PROBLEM STATEMENT –
Write out the material from its start through the line holding "pixel 279 156", inclusive, keeping every line, and shift each answer's pixel coordinates by adding 134 to every number.

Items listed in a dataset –
╭──

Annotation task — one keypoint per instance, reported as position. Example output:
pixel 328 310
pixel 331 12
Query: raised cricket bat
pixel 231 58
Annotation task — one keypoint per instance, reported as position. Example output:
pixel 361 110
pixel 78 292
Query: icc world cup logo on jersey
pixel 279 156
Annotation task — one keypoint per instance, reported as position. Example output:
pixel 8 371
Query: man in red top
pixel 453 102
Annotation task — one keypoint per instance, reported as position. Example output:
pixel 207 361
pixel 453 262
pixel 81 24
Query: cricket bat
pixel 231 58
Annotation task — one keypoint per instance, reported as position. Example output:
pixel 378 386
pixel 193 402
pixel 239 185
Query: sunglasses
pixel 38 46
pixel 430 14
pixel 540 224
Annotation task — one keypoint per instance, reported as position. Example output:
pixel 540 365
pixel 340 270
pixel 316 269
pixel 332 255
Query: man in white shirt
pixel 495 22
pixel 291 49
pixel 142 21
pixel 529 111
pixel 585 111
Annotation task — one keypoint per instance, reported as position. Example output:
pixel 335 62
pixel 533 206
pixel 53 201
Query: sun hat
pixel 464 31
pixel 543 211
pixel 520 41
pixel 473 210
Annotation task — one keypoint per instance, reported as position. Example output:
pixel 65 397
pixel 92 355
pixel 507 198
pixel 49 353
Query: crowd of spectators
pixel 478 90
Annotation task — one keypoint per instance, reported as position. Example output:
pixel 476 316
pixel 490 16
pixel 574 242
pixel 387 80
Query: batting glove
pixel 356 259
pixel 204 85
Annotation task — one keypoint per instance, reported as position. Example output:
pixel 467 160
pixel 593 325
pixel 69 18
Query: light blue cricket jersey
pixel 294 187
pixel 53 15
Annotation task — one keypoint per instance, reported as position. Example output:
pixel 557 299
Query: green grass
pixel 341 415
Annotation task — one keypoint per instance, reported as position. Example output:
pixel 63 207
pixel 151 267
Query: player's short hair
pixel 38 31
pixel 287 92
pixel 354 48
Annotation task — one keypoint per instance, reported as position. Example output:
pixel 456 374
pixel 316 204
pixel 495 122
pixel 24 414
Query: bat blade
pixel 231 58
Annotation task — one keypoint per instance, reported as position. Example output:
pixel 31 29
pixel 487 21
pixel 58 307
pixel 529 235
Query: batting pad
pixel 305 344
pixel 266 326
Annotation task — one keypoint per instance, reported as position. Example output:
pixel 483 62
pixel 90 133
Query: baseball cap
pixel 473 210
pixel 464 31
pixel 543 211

╰──

SOLUTION TO THIS PROBLEM –
Annotation task — one keypoint per instance, reported as position. Example output:
pixel 328 310
pixel 331 12
Query: raised cricket bat
pixel 365 192
Annotation task — one keypoint per instance, reported as position. Example output:
pixel 361 110
pixel 78 292
Query: icc world cup logo on jersey
pixel 413 290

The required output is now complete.